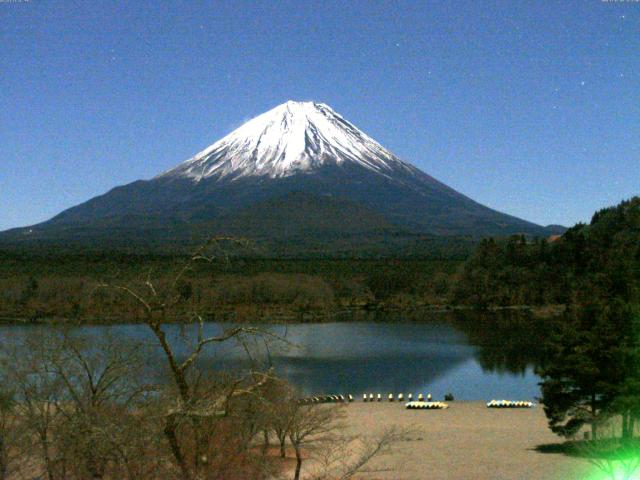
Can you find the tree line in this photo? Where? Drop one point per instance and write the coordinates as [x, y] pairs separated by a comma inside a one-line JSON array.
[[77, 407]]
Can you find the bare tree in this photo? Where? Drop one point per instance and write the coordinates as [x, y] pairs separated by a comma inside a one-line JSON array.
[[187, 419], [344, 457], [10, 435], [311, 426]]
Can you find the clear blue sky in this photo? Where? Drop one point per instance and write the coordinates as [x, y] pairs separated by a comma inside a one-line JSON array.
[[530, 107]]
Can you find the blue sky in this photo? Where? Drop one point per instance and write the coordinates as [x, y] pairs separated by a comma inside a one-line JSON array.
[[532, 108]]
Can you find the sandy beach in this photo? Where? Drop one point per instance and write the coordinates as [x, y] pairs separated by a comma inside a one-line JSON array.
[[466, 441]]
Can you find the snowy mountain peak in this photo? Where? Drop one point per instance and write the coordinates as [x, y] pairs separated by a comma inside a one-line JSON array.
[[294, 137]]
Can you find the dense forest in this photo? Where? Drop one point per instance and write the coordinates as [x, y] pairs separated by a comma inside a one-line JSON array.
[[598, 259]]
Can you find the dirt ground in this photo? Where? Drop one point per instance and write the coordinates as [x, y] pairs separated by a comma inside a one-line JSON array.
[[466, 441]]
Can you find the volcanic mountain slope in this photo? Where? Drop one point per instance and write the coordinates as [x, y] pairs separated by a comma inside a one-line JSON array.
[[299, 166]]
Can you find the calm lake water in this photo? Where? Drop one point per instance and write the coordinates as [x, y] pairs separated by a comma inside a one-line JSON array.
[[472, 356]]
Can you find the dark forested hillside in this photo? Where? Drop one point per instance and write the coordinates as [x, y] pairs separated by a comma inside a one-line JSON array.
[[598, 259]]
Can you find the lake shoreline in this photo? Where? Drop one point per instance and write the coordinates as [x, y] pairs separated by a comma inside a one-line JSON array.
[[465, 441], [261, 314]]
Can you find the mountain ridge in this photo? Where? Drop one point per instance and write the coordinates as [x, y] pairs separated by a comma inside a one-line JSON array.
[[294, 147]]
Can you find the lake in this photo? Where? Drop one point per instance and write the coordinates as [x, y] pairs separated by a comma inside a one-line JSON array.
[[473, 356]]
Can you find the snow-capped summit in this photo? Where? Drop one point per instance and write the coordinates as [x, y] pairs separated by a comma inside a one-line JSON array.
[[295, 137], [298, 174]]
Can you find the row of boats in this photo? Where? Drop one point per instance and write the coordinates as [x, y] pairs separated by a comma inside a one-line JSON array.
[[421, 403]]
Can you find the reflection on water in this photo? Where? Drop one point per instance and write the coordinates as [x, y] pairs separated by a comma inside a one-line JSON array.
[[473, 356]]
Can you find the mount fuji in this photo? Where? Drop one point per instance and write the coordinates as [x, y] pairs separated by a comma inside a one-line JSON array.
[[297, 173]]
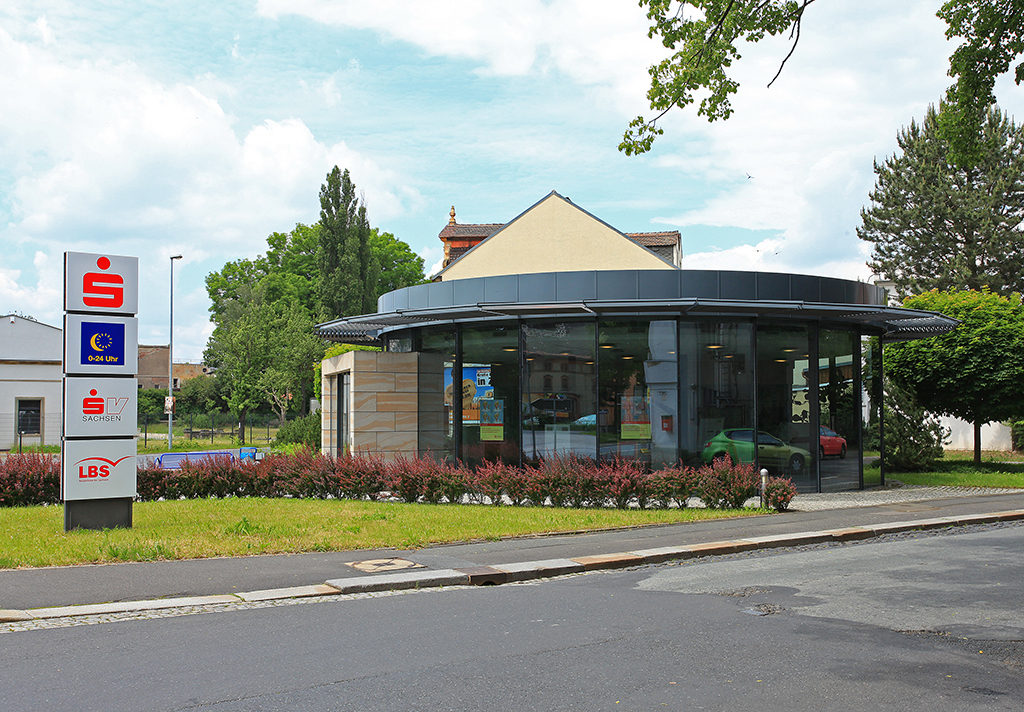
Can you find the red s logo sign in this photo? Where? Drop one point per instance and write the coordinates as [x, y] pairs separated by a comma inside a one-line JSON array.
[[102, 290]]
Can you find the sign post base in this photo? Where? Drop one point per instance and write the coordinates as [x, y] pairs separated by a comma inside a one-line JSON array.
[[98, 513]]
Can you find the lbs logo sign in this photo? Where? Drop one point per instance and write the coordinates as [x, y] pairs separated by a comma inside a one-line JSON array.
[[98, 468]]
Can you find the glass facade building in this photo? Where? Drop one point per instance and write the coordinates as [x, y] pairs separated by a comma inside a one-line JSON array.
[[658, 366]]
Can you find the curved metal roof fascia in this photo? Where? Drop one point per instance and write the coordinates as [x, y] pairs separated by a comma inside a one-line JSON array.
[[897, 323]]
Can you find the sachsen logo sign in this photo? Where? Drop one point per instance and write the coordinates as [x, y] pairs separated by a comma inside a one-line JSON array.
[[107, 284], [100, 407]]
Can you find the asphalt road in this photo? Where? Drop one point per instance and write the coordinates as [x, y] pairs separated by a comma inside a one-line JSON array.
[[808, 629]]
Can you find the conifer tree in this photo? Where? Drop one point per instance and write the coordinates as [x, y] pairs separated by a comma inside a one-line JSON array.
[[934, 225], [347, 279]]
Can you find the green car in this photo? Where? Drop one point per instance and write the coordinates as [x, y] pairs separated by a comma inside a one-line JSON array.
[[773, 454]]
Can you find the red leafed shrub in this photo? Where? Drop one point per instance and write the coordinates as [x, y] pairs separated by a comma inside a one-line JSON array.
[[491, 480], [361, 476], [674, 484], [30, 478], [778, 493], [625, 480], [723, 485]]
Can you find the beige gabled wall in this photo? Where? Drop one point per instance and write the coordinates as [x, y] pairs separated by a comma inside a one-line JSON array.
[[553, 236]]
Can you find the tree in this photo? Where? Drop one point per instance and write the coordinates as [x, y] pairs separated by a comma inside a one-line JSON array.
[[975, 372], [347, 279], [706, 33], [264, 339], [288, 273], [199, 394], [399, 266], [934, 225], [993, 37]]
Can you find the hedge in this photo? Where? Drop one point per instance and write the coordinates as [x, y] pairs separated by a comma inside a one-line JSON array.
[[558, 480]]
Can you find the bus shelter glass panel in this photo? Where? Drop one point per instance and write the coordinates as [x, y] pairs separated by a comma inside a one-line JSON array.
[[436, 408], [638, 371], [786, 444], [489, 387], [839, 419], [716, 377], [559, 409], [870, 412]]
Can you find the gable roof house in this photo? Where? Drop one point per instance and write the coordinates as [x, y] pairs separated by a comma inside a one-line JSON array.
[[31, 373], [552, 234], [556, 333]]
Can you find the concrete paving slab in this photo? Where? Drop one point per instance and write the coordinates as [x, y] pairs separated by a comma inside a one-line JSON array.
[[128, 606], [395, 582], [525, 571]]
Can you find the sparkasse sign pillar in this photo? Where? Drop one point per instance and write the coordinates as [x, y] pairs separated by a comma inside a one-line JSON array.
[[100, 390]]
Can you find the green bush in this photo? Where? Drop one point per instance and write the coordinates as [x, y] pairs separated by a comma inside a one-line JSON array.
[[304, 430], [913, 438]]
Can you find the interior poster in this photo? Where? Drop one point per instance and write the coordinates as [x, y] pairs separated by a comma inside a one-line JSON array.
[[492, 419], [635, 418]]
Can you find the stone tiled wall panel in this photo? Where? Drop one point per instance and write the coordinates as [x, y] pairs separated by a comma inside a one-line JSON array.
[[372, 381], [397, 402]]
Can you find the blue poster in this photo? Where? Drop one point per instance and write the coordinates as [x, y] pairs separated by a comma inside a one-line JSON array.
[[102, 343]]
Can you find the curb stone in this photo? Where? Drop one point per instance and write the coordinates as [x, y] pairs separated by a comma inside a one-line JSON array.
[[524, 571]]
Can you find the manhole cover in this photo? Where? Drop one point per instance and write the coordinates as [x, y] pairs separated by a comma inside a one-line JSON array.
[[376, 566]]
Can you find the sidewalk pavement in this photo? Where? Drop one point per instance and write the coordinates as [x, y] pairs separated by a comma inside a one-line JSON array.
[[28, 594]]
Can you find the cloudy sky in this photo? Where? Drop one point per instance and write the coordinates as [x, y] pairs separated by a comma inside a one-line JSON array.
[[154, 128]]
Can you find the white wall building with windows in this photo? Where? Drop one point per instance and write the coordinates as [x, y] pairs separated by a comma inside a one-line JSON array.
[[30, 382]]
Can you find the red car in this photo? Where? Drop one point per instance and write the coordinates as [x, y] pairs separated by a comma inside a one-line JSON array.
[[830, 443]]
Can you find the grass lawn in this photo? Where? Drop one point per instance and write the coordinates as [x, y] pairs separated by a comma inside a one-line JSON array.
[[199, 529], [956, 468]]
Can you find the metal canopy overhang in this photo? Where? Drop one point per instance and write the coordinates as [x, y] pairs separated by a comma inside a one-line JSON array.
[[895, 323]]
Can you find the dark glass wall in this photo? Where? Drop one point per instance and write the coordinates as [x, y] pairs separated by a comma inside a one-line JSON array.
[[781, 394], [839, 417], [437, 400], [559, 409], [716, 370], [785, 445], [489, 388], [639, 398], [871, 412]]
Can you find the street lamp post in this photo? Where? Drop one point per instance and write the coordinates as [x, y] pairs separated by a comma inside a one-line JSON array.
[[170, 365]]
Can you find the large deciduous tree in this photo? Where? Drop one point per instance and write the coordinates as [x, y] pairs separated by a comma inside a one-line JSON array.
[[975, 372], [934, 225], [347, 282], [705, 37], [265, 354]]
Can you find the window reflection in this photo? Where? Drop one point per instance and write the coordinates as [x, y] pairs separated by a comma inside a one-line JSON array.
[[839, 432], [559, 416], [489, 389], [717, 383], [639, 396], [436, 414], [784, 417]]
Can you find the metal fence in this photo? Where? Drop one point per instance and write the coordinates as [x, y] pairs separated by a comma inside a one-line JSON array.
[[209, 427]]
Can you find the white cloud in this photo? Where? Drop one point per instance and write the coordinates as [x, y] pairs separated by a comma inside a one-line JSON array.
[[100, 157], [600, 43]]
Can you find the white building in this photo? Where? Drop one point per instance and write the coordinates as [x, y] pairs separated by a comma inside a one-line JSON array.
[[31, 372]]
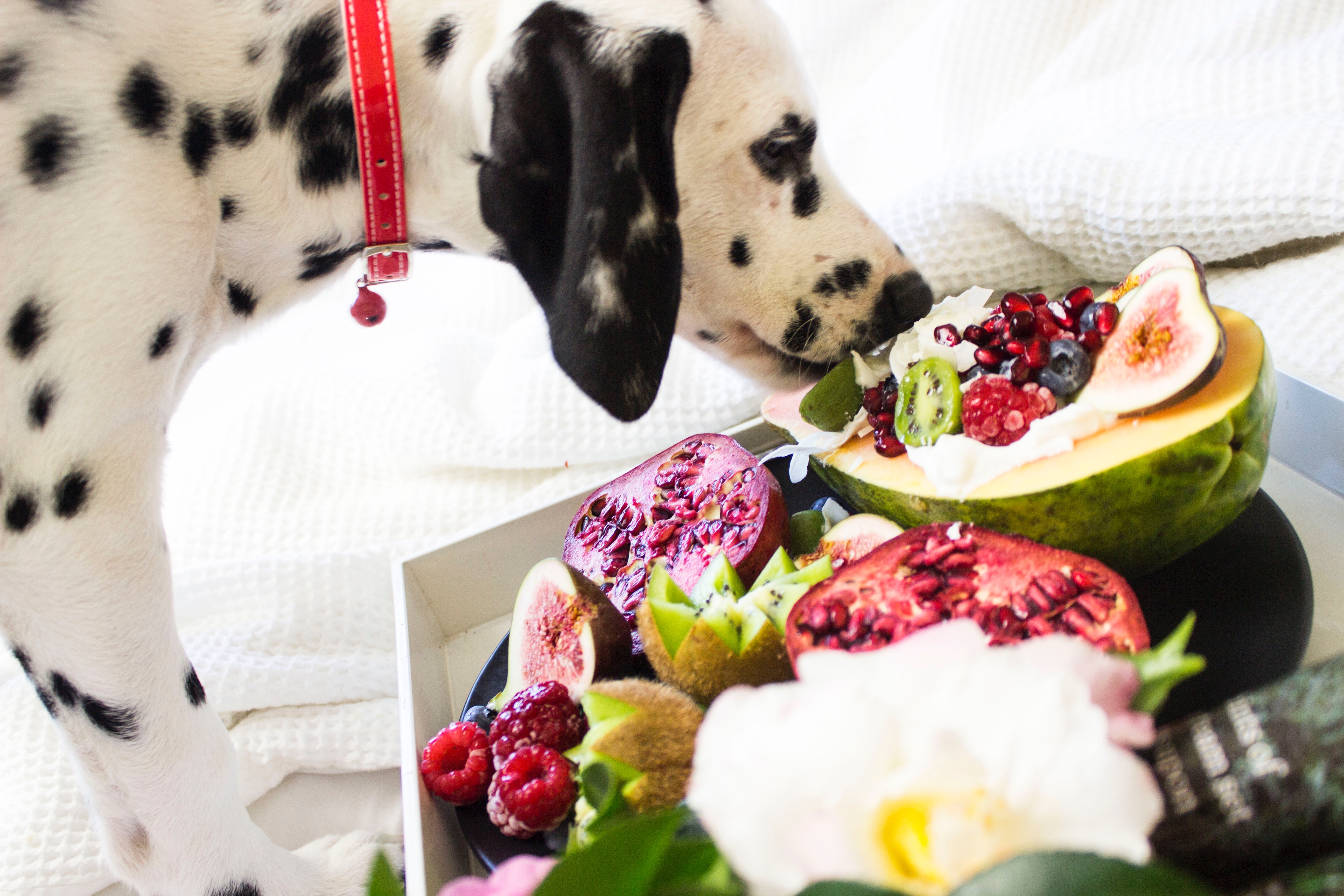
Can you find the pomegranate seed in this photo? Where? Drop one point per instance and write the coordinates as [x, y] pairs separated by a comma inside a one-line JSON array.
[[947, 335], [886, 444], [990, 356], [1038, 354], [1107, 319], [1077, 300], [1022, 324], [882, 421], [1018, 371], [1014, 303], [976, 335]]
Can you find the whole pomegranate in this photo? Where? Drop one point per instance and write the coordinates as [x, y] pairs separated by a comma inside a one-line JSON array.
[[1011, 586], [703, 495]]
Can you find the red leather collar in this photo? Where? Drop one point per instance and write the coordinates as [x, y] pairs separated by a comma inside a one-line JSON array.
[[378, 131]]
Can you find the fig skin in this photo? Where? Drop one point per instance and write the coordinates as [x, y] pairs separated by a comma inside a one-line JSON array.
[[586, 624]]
|---|
**Exercise**
Could you give the data from the line containing "Can you find the clear" up to and including the line containing "[[472, 356]]" as a numbered list, with any blank lines left out?

**The solution**
1. Can you find the clear blue sky in this photo? Where? Drop one point per instance and write the coordinates as [x, y] pairs separated by a comma inside a one-line JSON array.
2. [[530, 107]]
3. Can you find the blue sky in this photo? Where? Drop one point per instance and write the coordinates as [x, y] pairs separated by a comma inside a one-line JSON array.
4. [[532, 108]]
5. Can you find the sandy beach in this photo? Where? Drop one point per instance and write the coordinates as [x, y] pairs separated by a comma inside a one-line JSON array.
6. [[466, 441]]
7. Can you find the snowy mountain peak in this photo? Where? Drop one point per instance and write the coordinates as [x, y] pairs separated by a comma inside a one-line JSON array.
8. [[294, 137]]
9. Can you find the dense forest in this photo? Where? Drop one point per instance and write the coordinates as [x, y] pairs separated by a comma inside a one-line JSON array.
10. [[598, 259]]
11. Can you find the dirt ground in this photo? Where? Drop one point per instance and write the coordinates as [x, y] pairs separated by a comma inside a one-line JSON array.
12. [[466, 441]]
13. Can you find the volcanic mountain slope in this photo? Where? Drop one point per instance and write the coordinates as [x, y] pairs separated by a comma inside a one-line JSON array.
14. [[299, 166]]
15. Can you find the calm lake water in this photo? Where? Drop one point per instance and write the coordinates as [x, y] pairs separated by a comma inside a one-line JSON array.
16. [[472, 356]]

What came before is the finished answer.